═══ Source material
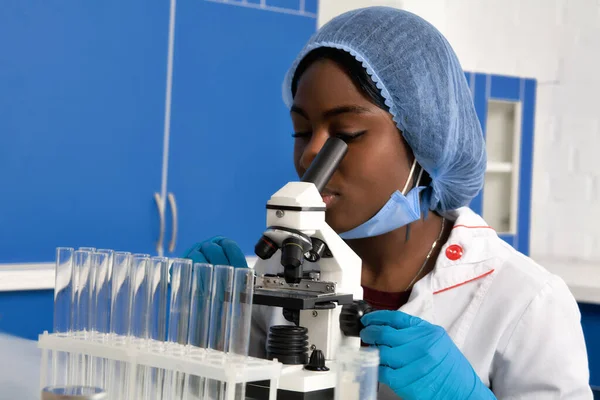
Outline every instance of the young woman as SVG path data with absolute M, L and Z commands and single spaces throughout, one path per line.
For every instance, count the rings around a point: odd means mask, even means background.
M 299 176 L 329 137 L 348 143 L 322 195 L 378 309 L 361 339 L 380 350 L 380 398 L 592 398 L 568 288 L 466 207 L 483 186 L 485 143 L 440 32 L 393 8 L 345 13 L 310 39 L 284 92 Z M 246 265 L 222 237 L 186 256 Z M 255 318 L 253 355 L 282 321 Z

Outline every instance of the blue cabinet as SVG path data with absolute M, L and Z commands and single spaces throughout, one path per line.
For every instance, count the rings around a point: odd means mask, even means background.
M 536 81 L 466 73 L 486 138 L 488 167 L 471 208 L 529 254 Z
M 216 234 L 253 254 L 269 196 L 297 179 L 281 88 L 315 19 L 205 1 L 179 2 L 177 15 L 168 188 L 179 221 L 170 254 Z
M 152 251 L 167 15 L 157 0 L 2 6 L 0 263 Z
M 295 178 L 281 83 L 316 1 L 225 3 L 177 2 L 170 140 L 169 0 L 3 6 L 0 265 L 57 246 L 178 256 L 216 233 L 252 252 Z

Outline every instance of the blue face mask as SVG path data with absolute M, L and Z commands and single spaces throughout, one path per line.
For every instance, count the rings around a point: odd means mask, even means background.
M 421 174 L 423 173 L 422 169 L 417 178 L 417 186 L 411 189 L 406 195 L 403 194 L 412 179 L 415 165 L 416 161 L 411 167 L 402 192 L 396 190 L 374 217 L 354 229 L 341 233 L 340 237 L 342 239 L 361 239 L 383 235 L 421 218 L 421 192 L 426 189 L 425 186 L 418 186 Z

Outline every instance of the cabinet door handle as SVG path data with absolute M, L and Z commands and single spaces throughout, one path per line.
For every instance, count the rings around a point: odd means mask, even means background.
M 171 232 L 171 241 L 169 242 L 169 252 L 172 253 L 175 251 L 175 244 L 177 243 L 177 202 L 175 201 L 175 195 L 173 193 L 169 193 L 167 196 L 169 199 L 169 206 L 171 207 L 171 217 L 172 217 L 172 232 Z
M 159 193 L 154 193 L 154 201 L 158 208 L 158 216 L 160 218 L 160 231 L 158 234 L 158 241 L 156 242 L 156 252 L 159 256 L 163 255 L 163 242 L 165 240 L 165 209 L 162 206 L 162 199 Z

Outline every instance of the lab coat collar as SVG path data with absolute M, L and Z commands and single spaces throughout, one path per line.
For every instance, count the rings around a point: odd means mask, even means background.
M 433 296 L 493 274 L 494 260 L 502 249 L 496 232 L 471 209 L 460 208 L 444 216 L 454 222 L 448 241 L 433 270 L 413 286 L 408 302 L 400 308 L 431 323 L 435 323 Z

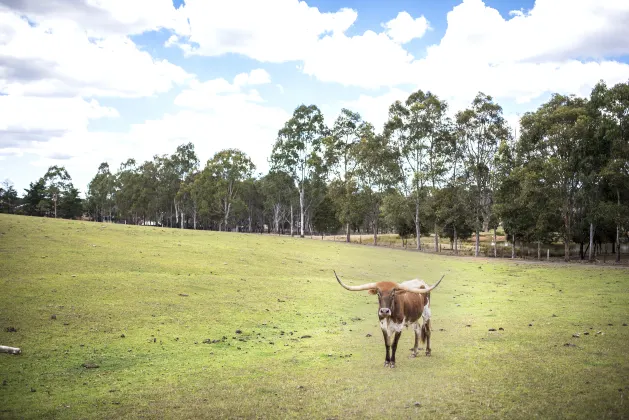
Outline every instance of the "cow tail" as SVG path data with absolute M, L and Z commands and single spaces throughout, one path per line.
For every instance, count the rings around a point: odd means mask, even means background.
M 419 338 L 422 344 L 426 342 L 426 338 L 430 337 L 430 319 L 422 323 L 422 328 L 419 333 Z

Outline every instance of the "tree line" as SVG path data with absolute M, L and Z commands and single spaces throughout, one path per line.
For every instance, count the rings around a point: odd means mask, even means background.
M 269 171 L 241 150 L 200 165 L 192 143 L 112 171 L 102 163 L 85 200 L 63 167 L 18 198 L 5 183 L 2 211 L 163 227 L 278 234 L 395 232 L 447 240 L 502 226 L 516 242 L 581 244 L 613 252 L 629 227 L 629 83 L 599 82 L 589 97 L 554 94 L 520 120 L 479 92 L 449 117 L 448 104 L 418 90 L 389 107 L 376 129 L 349 109 L 331 127 L 316 105 L 300 105 L 278 131 Z M 417 248 L 422 248 L 417 240 Z M 495 252 L 495 248 L 494 248 Z M 619 258 L 619 252 L 616 252 Z

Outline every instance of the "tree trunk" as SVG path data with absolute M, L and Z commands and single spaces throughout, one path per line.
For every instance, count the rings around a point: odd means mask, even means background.
M 496 228 L 494 228 L 494 258 L 498 257 L 498 241 L 496 241 Z
M 345 226 L 345 232 L 347 234 L 347 238 L 345 239 L 345 242 L 349 242 L 349 222 L 347 222 L 347 225 Z
M 417 193 L 419 194 L 419 192 Z M 421 238 L 421 227 L 419 226 L 419 198 L 415 200 L 415 234 L 417 235 L 417 250 L 421 251 L 422 245 L 419 238 Z
M 378 217 L 373 222 L 373 246 L 378 246 Z
M 232 203 L 228 203 L 225 206 L 225 232 L 227 232 L 227 224 L 229 223 L 229 212 L 231 211 Z
M 301 202 L 301 193 L 299 193 L 299 201 Z M 303 217 L 303 213 L 302 213 L 302 217 Z M 293 217 L 293 203 L 290 204 L 290 236 L 292 237 L 294 235 L 293 233 L 293 221 L 295 220 L 295 218 Z
M 592 252 L 594 251 L 594 223 L 590 223 L 590 253 L 588 259 L 593 260 Z
M 305 197 L 304 197 L 304 187 L 302 185 L 301 189 L 299 190 L 299 207 L 300 207 L 300 213 L 301 213 L 301 225 L 299 226 L 299 237 L 303 238 L 304 237 L 304 201 L 305 201 Z
M 563 235 L 563 244 L 564 244 L 564 261 L 570 262 L 570 216 L 565 213 L 563 217 L 564 228 L 566 232 Z
M 620 262 L 620 225 L 616 225 L 616 262 Z
M 542 259 L 542 243 L 540 241 L 537 241 L 537 259 Z
M 480 232 L 478 229 L 478 224 L 480 223 L 480 220 L 477 220 L 476 222 L 476 244 L 474 246 L 474 256 L 478 257 L 478 252 L 480 250 Z
M 515 259 L 515 233 L 513 234 L 513 240 L 511 241 L 511 259 Z
M 616 197 L 618 198 L 618 206 L 620 206 L 620 192 L 616 190 Z M 616 224 L 616 262 L 620 262 L 620 224 Z
M 197 209 L 192 211 L 192 225 L 194 226 L 194 230 L 197 230 Z
M 459 255 L 458 237 L 456 236 L 456 226 L 454 226 L 454 255 Z
M 435 222 L 435 252 L 439 252 L 439 234 L 437 233 L 437 222 Z

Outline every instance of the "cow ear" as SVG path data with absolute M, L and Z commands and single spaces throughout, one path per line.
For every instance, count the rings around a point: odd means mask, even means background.
M 369 289 L 369 294 L 370 294 L 370 295 L 376 295 L 376 294 L 378 294 L 378 289 Z

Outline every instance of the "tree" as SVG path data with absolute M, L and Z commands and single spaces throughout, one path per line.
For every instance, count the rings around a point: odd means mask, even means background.
M 489 220 L 494 154 L 501 139 L 509 136 L 502 117 L 502 108 L 493 98 L 479 92 L 471 108 L 456 114 L 459 135 L 464 139 L 466 167 L 474 181 L 475 199 L 470 203 L 474 209 L 476 245 L 474 255 L 480 249 L 481 218 Z
M 616 225 L 619 262 L 621 226 L 629 224 L 629 83 L 618 83 L 612 88 L 598 83 L 592 90 L 591 103 L 598 111 L 598 134 L 606 145 L 606 161 L 600 170 L 604 184 L 600 211 Z
M 115 177 L 109 170 L 109 164 L 103 162 L 87 189 L 88 200 L 94 209 L 94 218 L 99 222 L 105 215 L 109 215 L 109 221 L 112 221 L 115 205 L 114 187 Z
M 227 229 L 232 207 L 236 200 L 240 200 L 242 183 L 251 177 L 255 165 L 244 152 L 238 149 L 225 149 L 214 154 L 207 162 L 206 169 L 217 184 L 223 216 L 219 230 L 222 230 L 222 226 Z
M 65 193 L 72 186 L 72 178 L 63 166 L 53 165 L 48 168 L 44 175 L 46 183 L 46 193 L 48 199 L 53 203 L 54 215 L 57 217 L 57 202 L 61 198 L 61 193 Z
M 336 232 L 341 228 L 341 222 L 336 217 L 337 209 L 334 200 L 330 196 L 325 198 L 314 209 L 312 224 L 323 237 L 326 233 Z
M 555 94 L 521 120 L 520 147 L 528 161 L 535 161 L 549 197 L 548 205 L 561 215 L 564 258 L 570 259 L 570 241 L 584 139 L 591 129 L 587 100 Z
M 385 124 L 385 135 L 393 136 L 398 149 L 403 185 L 407 195 L 412 194 L 415 200 L 417 249 L 421 249 L 420 212 L 422 197 L 426 196 L 423 189 L 428 181 L 436 187 L 445 172 L 441 143 L 446 110 L 446 103 L 437 96 L 418 90 L 404 104 L 396 101 L 389 107 L 389 121 Z
M 350 242 L 350 225 L 352 224 L 352 207 L 356 205 L 357 185 L 355 170 L 358 164 L 356 157 L 360 143 L 360 131 L 364 123 L 360 114 L 343 108 L 332 128 L 332 135 L 325 139 L 326 164 L 334 172 L 337 182 L 337 194 L 332 196 L 337 202 L 339 220 L 345 224 L 346 242 Z
M 295 184 L 289 174 L 281 171 L 270 171 L 261 182 L 264 211 L 269 217 L 269 226 L 273 232 L 279 234 L 284 223 L 289 221 L 289 209 L 296 193 Z
M 61 193 L 59 213 L 64 219 L 77 219 L 83 215 L 83 200 L 80 192 L 73 186 Z
M 175 219 L 179 219 L 181 229 L 184 228 L 185 211 L 196 212 L 190 207 L 194 205 L 189 194 L 189 183 L 192 182 L 192 174 L 199 166 L 199 159 L 194 151 L 194 144 L 186 143 L 177 146 L 177 151 L 170 157 L 177 174 L 179 188 L 175 193 L 173 204 L 175 206 Z M 187 181 L 187 182 L 186 182 Z M 189 214 L 189 213 L 188 213 Z
M 24 213 L 29 216 L 44 216 L 48 211 L 49 205 L 46 200 L 46 181 L 44 178 L 39 178 L 36 182 L 31 182 L 29 188 L 25 189 L 24 198 Z
M 278 132 L 271 153 L 271 167 L 292 175 L 299 189 L 300 236 L 304 237 L 306 183 L 323 170 L 322 139 L 328 133 L 316 105 L 300 105 Z
M 416 232 L 413 220 L 413 201 L 399 192 L 393 192 L 384 197 L 382 203 L 385 222 L 400 235 L 404 242 L 408 237 L 415 236 Z M 419 238 L 417 241 L 419 242 Z
M 371 124 L 365 124 L 356 154 L 358 180 L 372 220 L 373 244 L 377 245 L 382 200 L 402 180 L 398 153 L 387 136 L 377 135 Z
M 0 187 L 0 213 L 14 213 L 20 199 L 13 184 L 8 179 Z

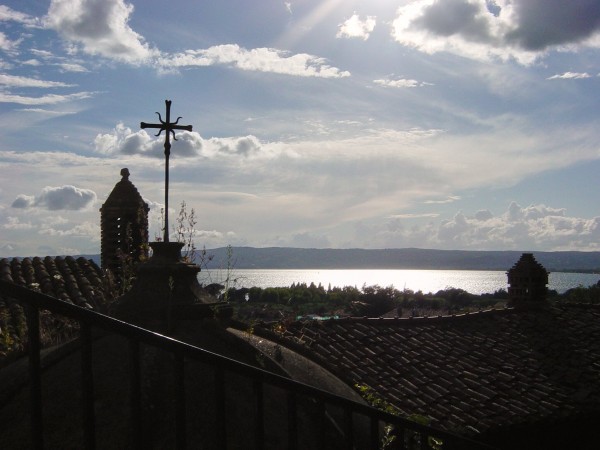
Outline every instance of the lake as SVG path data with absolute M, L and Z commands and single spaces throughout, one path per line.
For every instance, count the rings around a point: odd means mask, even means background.
M 200 272 L 201 283 L 223 283 L 226 272 L 209 270 Z M 289 287 L 292 283 L 315 283 L 327 289 L 331 287 L 363 285 L 393 285 L 396 289 L 437 292 L 449 287 L 464 289 L 471 294 L 485 294 L 507 289 L 507 276 L 504 271 L 490 270 L 280 270 L 261 269 L 232 270 L 230 286 L 240 287 Z M 591 286 L 600 280 L 600 275 L 590 273 L 551 272 L 549 289 L 563 293 L 577 286 Z

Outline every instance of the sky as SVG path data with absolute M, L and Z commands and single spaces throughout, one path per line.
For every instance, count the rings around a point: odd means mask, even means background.
M 0 4 L 0 256 L 160 236 L 167 99 L 198 247 L 600 251 L 596 0 Z

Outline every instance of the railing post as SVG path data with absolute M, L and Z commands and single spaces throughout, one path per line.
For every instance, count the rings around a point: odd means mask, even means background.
══════
* Task brief
Looking at the entries above, say how many lines contain the word "blue". Nothing but the number is needed.

* Result
2